§ Text section
##############################

This is mostly in response to the Israel thing. I agree that civilians should not be targeted, but Kadnine (http://kadnine.blogspot.com/2006/07/on-over-abused-words.html) brings up an interesting point about how "civilian" a person really is. Yes, here in the states a person is typically military, or they are a civilian, but the lines in other countries are not so clear. When we hear on the news about civilians being killed, we must ask ourselves if we are being told the whole story. After all, the civilian may have a gun firing at the troopers. Not to say actual innocent civilians are never killed.

tracifish said...

Dan,

This is why I also pray for the civilians and non-combatants. I'm guessing Lebanon has not enjoyed safety since groups like Hezbollah have taken over their neighborhoods.

Lebanon has suffered much under muslim attack...and Israel is doing it's best not to hurt civilians.

Michael Westmoreland-White said...

##############################

§ Data entries
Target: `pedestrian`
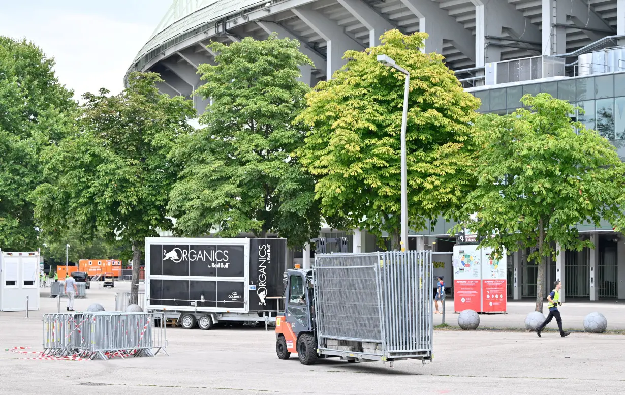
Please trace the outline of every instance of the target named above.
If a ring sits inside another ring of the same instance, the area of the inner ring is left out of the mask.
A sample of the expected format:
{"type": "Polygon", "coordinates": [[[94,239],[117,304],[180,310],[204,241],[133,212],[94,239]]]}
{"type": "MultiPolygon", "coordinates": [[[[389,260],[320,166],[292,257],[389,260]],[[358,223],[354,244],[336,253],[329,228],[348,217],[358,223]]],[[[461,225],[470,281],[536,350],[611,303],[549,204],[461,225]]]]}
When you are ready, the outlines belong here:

##############################

§ Your objective
Extend the blog discussion about who counts as a civilian in the Israel–Lebanon fighting past its final line.

§ Result of this exercise
No, Israel is NOT doing her best to not hurt civilians. Yes, the lines between civilian and combatant can be hard--that has been a problem with guerilla war since the Middle Ages. However, Just War Theory (embodied in military laws in all modern nations and in international law) is clear: You have to take extra precautions to avoid injuring or killing civilians--EVEN if the other side doesn't play by the same rules and EVEN if this puts your soldiers at greater risk.

Air strikes in heavily populated neighborhoods because you suspect some of the houses have Hezbollah tunnels, etc. is NOT doing all you can to avoid civilian casualties. Neither is bombing the airport or the water supply, etc.

I'm not singling out Israel here. The U.S. is guilty of these same kind of war crimes in Iraq and Hezbollah is deliberately aiming missiles at civilian targets (mostly missing.) But everyone always says, "Well Israel is doing EVERYTHING it can to minimize casualties" and it just isn't true.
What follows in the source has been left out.